DOCUMENT EXTRACT:
++++++++++++++++++++

Bruno Ricardo Mendonça de Caires (born 2 April 1976) is a Portuguese retired footballer who played as a defensive midfielder.

Club career
A product of S.L. Benfica's youth system, Lisbon-born Caires was initially loaned to C.F. Os Belenenses in his first year as senior, where he made his Primeira Liga debuts. He returned in the 1995 summer, playing 24 competitive games during the season to help his team finish in second position.

In the 1997 summer, Caires signed for Celta de Vigo, who paid €3.5 million for his services. He made his La Liga debut on 9 November by coming on as a late substitute in a 3–1 away win against CD Tenerife, but his spell in Spain was plagued by injury problems, and he was also loaned to precisely Tenerife in January 2000.

Subsequently, Caires returned to Lisbon, signing for Sporting Clube de Portugal. He mainly played for its B-side in competitive matches, his only first-team appearances being against Real Madrid in the UEFA Champions League and F.C. Famalicão in the Portuguese Cup. He retired in 2005 at the age of only 29 after spells with F.C. Maia, S.C. Covilhã and Louletano DC, the latter two clubs competing in the third tier.

++++++++++++++++++++

Entries taken from a collection

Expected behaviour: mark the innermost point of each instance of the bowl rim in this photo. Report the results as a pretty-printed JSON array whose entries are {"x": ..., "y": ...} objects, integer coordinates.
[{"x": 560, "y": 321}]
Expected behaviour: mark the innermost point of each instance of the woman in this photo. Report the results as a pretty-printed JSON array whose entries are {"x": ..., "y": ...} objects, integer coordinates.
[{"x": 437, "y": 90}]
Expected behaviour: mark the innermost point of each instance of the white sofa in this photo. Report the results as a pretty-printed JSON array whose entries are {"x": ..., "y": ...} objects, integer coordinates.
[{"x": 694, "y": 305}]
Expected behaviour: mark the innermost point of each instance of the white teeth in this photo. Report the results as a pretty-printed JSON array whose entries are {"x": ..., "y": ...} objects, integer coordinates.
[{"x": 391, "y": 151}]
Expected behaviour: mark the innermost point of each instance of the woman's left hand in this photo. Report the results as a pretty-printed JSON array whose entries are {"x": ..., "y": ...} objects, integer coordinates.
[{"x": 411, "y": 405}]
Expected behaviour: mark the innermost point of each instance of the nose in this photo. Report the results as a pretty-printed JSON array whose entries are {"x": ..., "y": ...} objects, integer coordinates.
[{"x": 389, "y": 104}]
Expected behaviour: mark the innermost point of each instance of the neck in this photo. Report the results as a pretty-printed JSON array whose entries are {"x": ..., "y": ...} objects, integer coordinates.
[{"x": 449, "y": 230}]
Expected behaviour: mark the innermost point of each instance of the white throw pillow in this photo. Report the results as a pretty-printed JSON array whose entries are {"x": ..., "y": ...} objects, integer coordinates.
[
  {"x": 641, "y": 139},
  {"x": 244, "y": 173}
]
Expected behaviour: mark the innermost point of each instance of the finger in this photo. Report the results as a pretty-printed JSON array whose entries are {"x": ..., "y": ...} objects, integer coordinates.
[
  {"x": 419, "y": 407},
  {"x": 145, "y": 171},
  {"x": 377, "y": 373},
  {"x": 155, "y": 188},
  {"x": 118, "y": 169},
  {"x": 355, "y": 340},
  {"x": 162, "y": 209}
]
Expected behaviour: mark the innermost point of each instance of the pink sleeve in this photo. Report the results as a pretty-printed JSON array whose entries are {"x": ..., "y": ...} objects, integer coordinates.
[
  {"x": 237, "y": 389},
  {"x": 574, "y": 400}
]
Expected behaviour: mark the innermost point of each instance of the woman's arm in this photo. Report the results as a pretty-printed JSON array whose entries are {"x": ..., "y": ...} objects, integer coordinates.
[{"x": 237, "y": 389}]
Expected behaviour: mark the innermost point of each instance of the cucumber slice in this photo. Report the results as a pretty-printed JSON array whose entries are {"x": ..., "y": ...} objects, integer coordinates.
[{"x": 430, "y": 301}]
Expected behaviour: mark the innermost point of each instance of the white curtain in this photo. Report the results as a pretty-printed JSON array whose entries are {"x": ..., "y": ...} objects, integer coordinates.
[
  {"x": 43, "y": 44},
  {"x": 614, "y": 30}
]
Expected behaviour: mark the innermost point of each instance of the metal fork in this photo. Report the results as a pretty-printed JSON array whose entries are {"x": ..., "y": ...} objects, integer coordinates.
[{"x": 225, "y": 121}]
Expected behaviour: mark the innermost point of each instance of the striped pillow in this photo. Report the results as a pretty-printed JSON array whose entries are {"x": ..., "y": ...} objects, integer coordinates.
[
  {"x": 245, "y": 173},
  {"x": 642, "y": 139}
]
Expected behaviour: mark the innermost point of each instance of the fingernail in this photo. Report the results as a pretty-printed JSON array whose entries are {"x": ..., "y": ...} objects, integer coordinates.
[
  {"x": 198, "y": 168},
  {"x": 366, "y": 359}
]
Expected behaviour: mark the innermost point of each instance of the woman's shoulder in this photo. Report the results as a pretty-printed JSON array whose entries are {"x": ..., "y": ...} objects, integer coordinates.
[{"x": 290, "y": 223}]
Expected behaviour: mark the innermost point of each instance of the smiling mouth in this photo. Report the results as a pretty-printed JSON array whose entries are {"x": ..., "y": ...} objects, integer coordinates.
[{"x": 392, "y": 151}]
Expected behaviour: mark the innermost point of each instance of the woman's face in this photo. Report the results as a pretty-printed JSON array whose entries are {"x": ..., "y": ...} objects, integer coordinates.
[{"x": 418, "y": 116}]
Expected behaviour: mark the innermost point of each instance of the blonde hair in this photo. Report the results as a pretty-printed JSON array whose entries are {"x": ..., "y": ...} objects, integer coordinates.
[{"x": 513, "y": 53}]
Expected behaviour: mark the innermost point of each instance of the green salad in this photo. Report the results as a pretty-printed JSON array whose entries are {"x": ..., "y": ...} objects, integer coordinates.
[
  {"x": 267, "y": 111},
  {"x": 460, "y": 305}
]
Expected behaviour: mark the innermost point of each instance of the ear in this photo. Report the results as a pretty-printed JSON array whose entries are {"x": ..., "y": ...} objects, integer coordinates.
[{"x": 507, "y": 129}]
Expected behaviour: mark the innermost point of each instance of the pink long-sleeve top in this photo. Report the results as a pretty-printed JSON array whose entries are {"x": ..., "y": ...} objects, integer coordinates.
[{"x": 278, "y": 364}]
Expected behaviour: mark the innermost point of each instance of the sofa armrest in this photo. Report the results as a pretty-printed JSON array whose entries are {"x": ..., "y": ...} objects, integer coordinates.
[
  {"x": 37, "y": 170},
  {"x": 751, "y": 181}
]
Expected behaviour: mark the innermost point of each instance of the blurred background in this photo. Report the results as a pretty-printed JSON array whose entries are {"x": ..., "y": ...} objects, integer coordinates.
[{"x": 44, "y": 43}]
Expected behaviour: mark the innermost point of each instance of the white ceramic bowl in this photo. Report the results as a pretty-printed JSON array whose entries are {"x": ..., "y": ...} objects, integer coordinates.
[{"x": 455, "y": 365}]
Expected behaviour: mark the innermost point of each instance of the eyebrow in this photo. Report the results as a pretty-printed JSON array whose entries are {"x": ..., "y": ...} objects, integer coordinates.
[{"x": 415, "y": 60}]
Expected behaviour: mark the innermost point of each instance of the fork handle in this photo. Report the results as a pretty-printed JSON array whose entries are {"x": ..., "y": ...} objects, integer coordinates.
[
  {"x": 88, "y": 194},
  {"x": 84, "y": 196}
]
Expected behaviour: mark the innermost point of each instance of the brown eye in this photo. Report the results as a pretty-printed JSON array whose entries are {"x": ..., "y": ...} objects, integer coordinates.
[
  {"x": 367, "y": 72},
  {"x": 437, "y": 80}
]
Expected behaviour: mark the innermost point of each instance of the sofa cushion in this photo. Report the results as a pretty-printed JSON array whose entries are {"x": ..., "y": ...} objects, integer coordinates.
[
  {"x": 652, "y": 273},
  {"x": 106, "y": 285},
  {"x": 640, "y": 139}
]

++++++++++++++++++++

JOB:
Please duplicate the footballer profile word for word, everything from "In the 1997" down to "in January 2000.".

TASK RESULT:
In the 1997 summer, Caires signed for Celta de Vigo, who paid €3.5 million for his services. He made his La Liga debut on 9 November by coming on as a late substitute in a 3–1 away win against CD Tenerife, but his spell in Spain was plagued by injury problems, and he was also loaned to precisely Tenerife in January 2000.